EXERCISE INPUT:
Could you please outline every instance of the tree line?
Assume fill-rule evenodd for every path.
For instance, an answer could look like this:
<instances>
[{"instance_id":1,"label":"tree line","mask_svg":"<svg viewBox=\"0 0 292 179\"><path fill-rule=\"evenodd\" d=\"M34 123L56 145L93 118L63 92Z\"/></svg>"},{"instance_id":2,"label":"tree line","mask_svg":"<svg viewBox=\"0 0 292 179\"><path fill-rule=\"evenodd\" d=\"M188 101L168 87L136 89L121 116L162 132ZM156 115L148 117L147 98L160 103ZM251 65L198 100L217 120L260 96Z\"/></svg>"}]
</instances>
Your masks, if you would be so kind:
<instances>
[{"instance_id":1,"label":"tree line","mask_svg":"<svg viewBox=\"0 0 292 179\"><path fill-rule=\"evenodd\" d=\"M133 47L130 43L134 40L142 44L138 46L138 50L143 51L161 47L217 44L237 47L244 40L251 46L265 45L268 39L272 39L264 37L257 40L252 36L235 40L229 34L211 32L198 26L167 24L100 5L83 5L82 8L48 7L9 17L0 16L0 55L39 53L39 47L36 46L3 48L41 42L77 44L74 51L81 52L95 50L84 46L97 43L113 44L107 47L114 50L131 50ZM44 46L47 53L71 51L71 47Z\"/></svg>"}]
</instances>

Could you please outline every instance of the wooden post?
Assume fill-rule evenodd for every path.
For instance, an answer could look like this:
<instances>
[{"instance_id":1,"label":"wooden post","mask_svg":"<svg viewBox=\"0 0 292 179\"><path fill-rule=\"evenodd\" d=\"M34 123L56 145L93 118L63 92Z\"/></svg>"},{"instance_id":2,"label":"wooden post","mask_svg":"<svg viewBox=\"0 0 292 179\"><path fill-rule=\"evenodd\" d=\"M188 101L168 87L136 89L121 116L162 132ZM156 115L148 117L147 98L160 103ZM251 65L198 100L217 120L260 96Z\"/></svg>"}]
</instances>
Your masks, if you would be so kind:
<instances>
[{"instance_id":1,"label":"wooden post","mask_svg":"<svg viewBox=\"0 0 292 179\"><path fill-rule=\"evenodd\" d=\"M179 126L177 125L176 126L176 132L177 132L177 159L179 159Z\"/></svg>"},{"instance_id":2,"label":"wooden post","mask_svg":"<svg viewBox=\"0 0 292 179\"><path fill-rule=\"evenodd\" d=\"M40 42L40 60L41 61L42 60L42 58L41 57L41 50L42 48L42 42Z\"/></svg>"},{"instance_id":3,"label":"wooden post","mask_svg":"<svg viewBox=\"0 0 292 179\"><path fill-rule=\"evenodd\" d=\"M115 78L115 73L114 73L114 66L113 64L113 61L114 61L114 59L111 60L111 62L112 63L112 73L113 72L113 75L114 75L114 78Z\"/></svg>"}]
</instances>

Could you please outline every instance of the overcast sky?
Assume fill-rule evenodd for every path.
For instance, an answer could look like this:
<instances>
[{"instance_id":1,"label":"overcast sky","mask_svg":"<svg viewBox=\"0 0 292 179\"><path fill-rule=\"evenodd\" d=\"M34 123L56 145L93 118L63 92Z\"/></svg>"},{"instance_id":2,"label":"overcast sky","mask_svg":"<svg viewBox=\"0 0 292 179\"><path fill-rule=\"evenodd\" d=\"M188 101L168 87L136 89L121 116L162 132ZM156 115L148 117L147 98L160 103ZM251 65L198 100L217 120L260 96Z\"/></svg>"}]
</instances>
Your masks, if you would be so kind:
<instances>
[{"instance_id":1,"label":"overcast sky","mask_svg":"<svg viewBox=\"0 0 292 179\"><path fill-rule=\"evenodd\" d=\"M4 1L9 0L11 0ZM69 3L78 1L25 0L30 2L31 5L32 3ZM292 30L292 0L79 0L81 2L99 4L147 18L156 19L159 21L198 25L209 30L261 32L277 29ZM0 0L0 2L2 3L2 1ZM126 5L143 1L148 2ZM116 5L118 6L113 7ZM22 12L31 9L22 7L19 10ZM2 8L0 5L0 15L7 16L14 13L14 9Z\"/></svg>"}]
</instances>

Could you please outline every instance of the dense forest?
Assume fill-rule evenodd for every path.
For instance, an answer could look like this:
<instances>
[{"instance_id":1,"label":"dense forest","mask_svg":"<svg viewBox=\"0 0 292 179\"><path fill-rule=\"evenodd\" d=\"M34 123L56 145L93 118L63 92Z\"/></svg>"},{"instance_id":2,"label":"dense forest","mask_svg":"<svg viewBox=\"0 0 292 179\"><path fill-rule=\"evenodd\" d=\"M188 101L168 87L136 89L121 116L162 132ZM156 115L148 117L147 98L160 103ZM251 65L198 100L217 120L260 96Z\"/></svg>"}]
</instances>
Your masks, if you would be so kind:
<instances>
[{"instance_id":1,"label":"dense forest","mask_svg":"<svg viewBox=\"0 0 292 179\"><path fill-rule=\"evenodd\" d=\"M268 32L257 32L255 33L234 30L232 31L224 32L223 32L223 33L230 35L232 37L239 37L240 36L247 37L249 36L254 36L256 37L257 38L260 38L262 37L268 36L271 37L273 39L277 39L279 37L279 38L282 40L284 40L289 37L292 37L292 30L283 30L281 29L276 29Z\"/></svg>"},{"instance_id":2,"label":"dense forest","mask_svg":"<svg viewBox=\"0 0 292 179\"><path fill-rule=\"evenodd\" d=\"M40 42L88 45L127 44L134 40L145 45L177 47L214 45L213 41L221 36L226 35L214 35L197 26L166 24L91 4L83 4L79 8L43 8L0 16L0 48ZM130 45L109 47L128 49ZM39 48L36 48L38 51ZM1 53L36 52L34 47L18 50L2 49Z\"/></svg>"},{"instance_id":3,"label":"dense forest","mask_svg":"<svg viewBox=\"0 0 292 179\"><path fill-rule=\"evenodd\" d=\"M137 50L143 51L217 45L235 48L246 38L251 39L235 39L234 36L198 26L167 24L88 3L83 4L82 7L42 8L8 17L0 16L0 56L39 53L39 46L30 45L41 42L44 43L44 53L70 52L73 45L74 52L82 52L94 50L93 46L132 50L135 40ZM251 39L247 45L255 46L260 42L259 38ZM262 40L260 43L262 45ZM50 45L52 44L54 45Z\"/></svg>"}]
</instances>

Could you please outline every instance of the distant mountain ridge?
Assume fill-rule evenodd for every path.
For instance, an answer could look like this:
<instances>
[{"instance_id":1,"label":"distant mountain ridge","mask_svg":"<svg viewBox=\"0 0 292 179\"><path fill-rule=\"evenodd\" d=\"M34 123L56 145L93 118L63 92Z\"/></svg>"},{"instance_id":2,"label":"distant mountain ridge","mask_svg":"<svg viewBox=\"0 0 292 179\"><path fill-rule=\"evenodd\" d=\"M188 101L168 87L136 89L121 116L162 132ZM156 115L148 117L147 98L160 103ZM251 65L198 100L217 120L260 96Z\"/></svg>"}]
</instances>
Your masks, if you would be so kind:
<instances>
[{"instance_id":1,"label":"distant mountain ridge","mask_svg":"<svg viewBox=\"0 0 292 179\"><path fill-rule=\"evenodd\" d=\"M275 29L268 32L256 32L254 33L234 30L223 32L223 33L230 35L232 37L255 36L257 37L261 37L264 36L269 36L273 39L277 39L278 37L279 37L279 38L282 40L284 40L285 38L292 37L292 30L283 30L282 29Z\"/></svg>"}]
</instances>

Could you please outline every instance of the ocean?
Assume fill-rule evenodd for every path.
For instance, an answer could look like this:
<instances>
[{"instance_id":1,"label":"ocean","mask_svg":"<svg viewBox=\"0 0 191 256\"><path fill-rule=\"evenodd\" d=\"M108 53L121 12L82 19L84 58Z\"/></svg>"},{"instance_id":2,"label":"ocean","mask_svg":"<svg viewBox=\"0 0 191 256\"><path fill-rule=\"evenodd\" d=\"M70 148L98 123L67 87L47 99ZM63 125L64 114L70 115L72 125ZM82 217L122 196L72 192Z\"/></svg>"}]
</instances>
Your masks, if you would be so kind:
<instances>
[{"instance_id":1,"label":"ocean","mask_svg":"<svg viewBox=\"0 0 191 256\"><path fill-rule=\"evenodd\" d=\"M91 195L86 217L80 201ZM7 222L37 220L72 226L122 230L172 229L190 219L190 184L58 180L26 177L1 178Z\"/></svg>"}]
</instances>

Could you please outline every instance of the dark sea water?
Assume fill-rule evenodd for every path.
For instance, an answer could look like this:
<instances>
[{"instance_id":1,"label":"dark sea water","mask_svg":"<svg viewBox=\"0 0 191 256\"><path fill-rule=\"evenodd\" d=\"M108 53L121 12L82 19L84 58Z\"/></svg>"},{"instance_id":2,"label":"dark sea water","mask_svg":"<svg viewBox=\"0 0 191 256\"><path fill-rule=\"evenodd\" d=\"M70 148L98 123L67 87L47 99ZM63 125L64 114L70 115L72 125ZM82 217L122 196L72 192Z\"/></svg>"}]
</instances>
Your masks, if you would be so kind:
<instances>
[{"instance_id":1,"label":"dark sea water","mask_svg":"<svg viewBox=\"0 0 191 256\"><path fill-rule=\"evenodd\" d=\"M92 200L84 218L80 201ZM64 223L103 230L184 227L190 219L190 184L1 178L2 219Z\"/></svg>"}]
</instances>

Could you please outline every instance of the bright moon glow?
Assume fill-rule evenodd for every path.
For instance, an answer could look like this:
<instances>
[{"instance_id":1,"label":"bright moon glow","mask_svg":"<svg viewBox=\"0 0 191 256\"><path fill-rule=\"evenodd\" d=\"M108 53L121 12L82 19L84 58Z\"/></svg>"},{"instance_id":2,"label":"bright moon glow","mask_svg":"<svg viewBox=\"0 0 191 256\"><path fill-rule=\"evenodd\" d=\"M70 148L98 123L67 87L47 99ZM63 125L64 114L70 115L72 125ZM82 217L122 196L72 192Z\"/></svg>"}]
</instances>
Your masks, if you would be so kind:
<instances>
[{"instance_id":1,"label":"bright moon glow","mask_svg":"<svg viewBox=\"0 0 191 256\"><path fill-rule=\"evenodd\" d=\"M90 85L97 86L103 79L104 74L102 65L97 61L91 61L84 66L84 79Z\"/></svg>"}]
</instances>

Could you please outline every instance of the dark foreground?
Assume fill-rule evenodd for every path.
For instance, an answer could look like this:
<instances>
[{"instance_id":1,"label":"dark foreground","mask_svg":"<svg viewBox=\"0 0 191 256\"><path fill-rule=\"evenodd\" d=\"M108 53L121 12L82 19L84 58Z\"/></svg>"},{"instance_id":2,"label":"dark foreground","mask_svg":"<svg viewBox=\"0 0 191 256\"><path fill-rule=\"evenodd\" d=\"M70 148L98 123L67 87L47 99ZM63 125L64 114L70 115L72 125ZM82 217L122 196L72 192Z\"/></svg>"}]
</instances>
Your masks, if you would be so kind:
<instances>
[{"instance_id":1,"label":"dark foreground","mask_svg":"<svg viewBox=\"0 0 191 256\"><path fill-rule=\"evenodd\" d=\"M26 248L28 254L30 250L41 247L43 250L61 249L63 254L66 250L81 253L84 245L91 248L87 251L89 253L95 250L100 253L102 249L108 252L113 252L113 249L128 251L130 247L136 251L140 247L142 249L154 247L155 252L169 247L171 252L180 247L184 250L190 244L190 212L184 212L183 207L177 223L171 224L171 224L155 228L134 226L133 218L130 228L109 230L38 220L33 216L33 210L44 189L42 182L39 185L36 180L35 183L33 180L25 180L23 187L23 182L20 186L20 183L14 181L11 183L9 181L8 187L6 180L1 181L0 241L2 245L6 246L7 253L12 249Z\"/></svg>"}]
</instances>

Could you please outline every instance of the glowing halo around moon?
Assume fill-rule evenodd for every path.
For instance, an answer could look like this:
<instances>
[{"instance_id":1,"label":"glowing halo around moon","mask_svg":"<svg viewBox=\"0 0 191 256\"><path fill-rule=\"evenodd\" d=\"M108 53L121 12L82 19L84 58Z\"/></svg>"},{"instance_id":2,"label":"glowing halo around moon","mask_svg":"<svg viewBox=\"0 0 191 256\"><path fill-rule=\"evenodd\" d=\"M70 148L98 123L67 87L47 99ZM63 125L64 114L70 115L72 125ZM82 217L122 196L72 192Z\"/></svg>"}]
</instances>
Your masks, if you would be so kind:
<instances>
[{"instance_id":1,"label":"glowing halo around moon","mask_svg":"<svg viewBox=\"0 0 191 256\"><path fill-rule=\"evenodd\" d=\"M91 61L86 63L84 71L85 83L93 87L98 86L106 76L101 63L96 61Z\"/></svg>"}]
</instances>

SHORT EXERCISE:
All lines from the one containing "Could you please outline every instance of the dark foreground?" through the final line of the listing above are to be reproduced exactly; include both and add nothing.

EXERCISE OUTPUT:
Could you please outline every instance of the dark foreground?
Assume fill-rule evenodd for every path.
For instance, an answer could look like this:
<instances>
[{"instance_id":1,"label":"dark foreground","mask_svg":"<svg viewBox=\"0 0 191 256\"><path fill-rule=\"evenodd\" d=\"M108 53L121 12L82 19L84 58Z\"/></svg>"},{"instance_id":2,"label":"dark foreground","mask_svg":"<svg viewBox=\"0 0 191 256\"><path fill-rule=\"evenodd\" d=\"M70 148L98 123L67 87L47 99ZM63 125L64 114L70 115L72 125ZM82 217L122 196L72 192Z\"/></svg>"}]
</instances>
Your masks, if you would be so kind:
<instances>
[{"instance_id":1,"label":"dark foreground","mask_svg":"<svg viewBox=\"0 0 191 256\"><path fill-rule=\"evenodd\" d=\"M26 248L28 254L30 250L41 247L43 250L61 249L63 254L66 250L81 253L84 245L91 248L87 251L89 253L95 250L100 253L102 249L108 252L113 252L113 249L128 251L130 247L136 251L140 247L142 249L154 247L155 252L169 247L171 252L180 247L184 250L190 244L190 212L184 212L183 207L177 223L171 224L171 224L155 228L134 226L133 218L130 228L109 230L38 220L33 216L33 210L44 189L42 182L39 185L36 180L35 183L33 180L25 180L23 187L23 182L20 186L20 183L14 181L11 183L9 181L8 187L6 180L1 181L0 241L2 245L6 246L7 253L12 249Z\"/></svg>"}]
</instances>

Could you please outline every instance of the glowing halo around moon?
Assume fill-rule evenodd for every path.
For instance, an answer could look like this:
<instances>
[{"instance_id":1,"label":"glowing halo around moon","mask_svg":"<svg viewBox=\"0 0 191 256\"><path fill-rule=\"evenodd\" d=\"M108 53L121 12L82 19L84 58Z\"/></svg>"},{"instance_id":2,"label":"glowing halo around moon","mask_svg":"<svg viewBox=\"0 0 191 256\"><path fill-rule=\"evenodd\" d=\"M70 148L98 123L67 87L47 99ZM63 125L64 114L70 115L72 125ZM82 217L122 196L72 192Z\"/></svg>"}]
</instances>
Your masks, if you would be so kind:
<instances>
[{"instance_id":1,"label":"glowing halo around moon","mask_svg":"<svg viewBox=\"0 0 191 256\"><path fill-rule=\"evenodd\" d=\"M91 61L86 63L84 71L85 83L93 87L98 86L106 76L101 63L96 61Z\"/></svg>"}]
</instances>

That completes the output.